● GOAL:
Pick up the account of the Databox open-source community launch below and continue it from its last sentence.

Start DOCUMENT

The Databox Open-Source Software Community Launch presentation slides are available here:
The team working on the Databox Project hosted their Cambridge open-source community launch on Friday 24th March at Darwin College, Cambridge.
Photos courtesy of Hamed Haddadi.
“Can we do detailed, user-centric, contextual analytics at a scalable rate without privacy disasters and legal challenges?”
The morning session began with a formal introduction by Hamed Haddadi into the research project itself, explaining the high-level goals of the project: “Can we do detailed, user-centric, contextual analytics at a scalable rate without privacy disasters and legal challenges?” Richard Mortier followed with a summary of the technical architecture of the Databox and described the driving motive as an open-source, personal networked system, NOT another data silo that acts as a honey pot – the focus being to move computation to where the data is, thus reducing the movement of data itself. Tosh Brown and Yousef Amar then followed with (working!) demonstrations of the Databox SDK and UI, and development of drivers and applications at the container level.

End DOCUMENT
Start MATERIAL

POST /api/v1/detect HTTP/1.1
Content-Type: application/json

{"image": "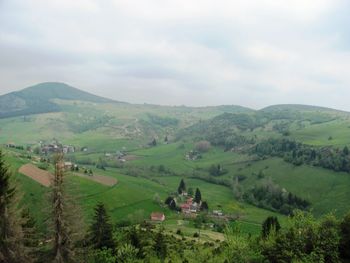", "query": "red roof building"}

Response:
[151,212,165,222]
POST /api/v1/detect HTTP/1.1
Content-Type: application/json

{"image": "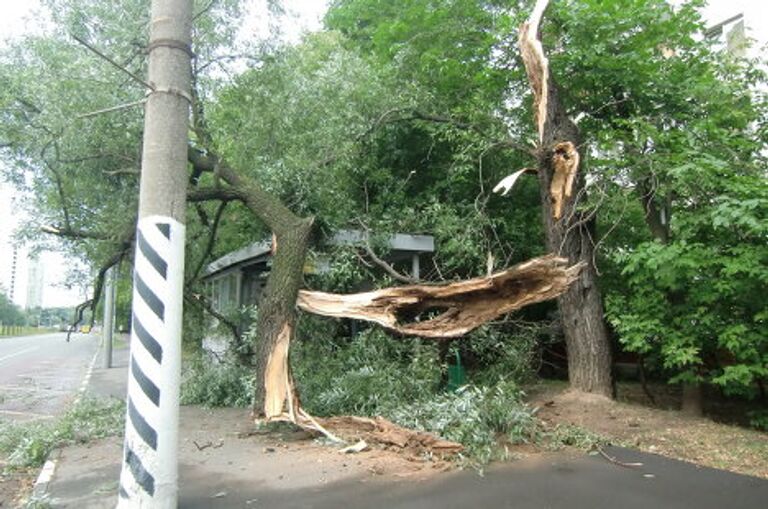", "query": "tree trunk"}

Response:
[519,0,613,397]
[253,219,312,418]
[681,382,704,417]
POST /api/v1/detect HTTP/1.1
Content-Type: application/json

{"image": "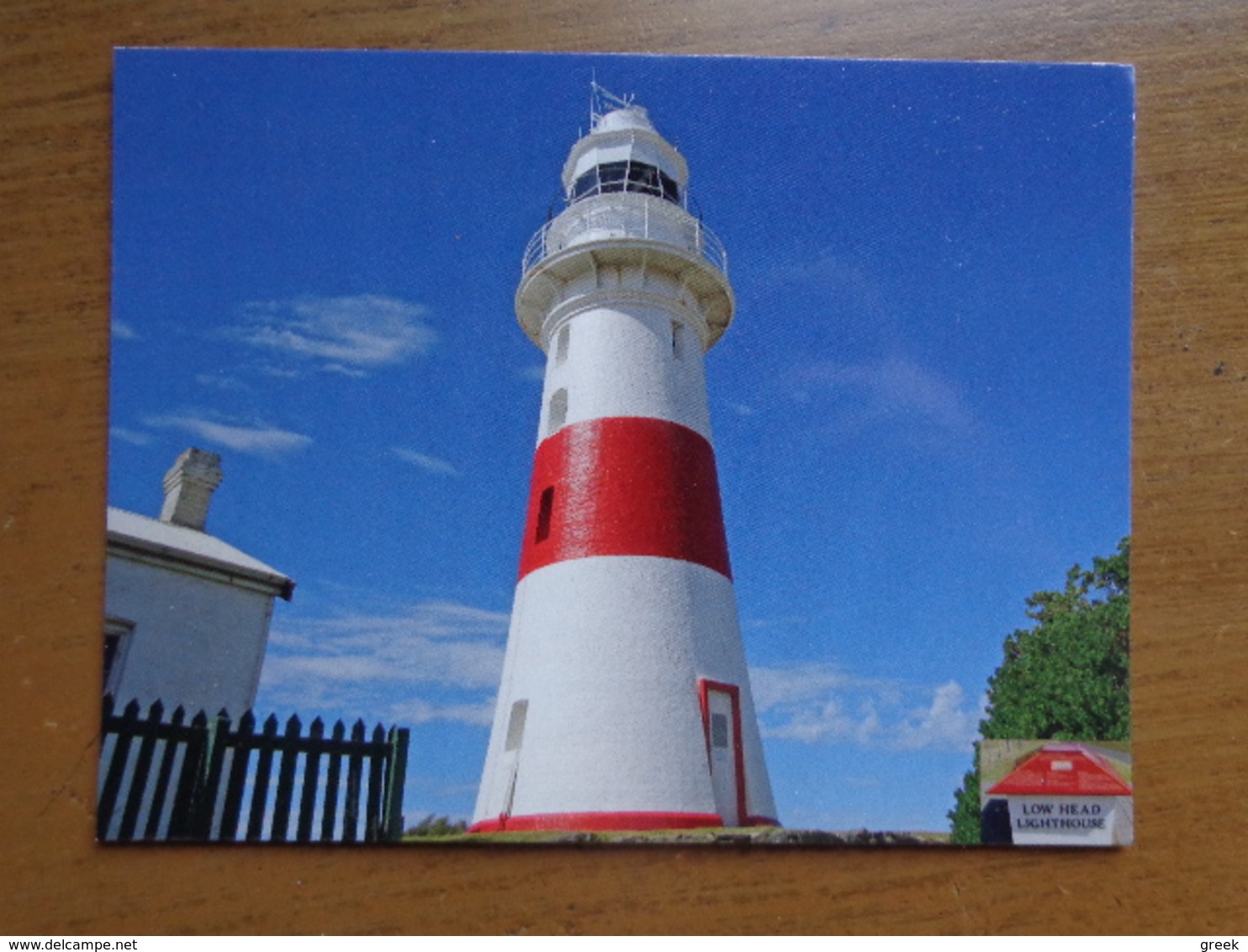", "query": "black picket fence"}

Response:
[96,695,408,842]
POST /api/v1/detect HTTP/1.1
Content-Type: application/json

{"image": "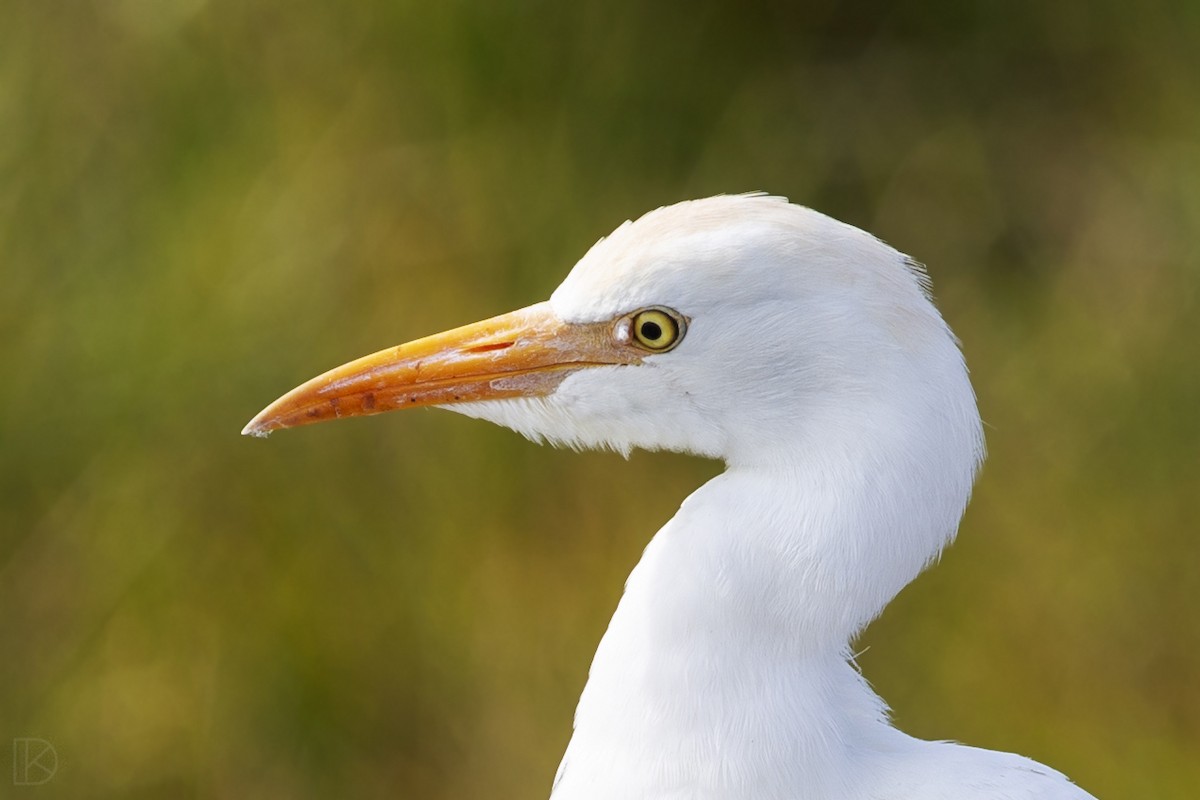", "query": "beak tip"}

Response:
[241,416,275,439]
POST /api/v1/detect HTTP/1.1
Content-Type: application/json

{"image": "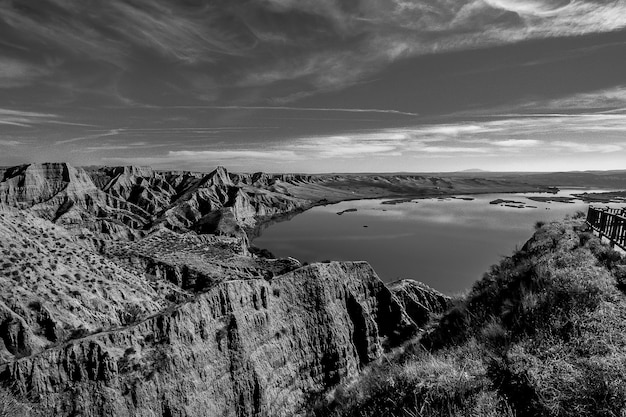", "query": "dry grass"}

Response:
[314,219,626,417]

End MATERIAL

● ANSWER TO THIS PROBLEM:
The afternoon session was driven by the attendees, who were all asked to propose applications for and uses of the Databox, with small focus groups facilitating this development.
See my raw notes from the event below.
Thank you to all those who attended, the Databox Project team, and to the staff at Darwin College.
Contribute to the open-source software Databox project
You can contribute to the open-source Databox prototype by visiting the repository and checking out the:
Join the community discussion in the Databox Discourse forum.
The Databox seeks to collate, curate and mediate third-party access to your personal data, whilst creating a user-friendly environment to effectively manage your data. We are generating data more than ever in the form of wearables, social media etc, and our digital footprint can be used by third parties to infer a wealth of information about us. Currently the user has little choice about which data is shared and with whom it is shared – we need a privacy-aware data analytics platform.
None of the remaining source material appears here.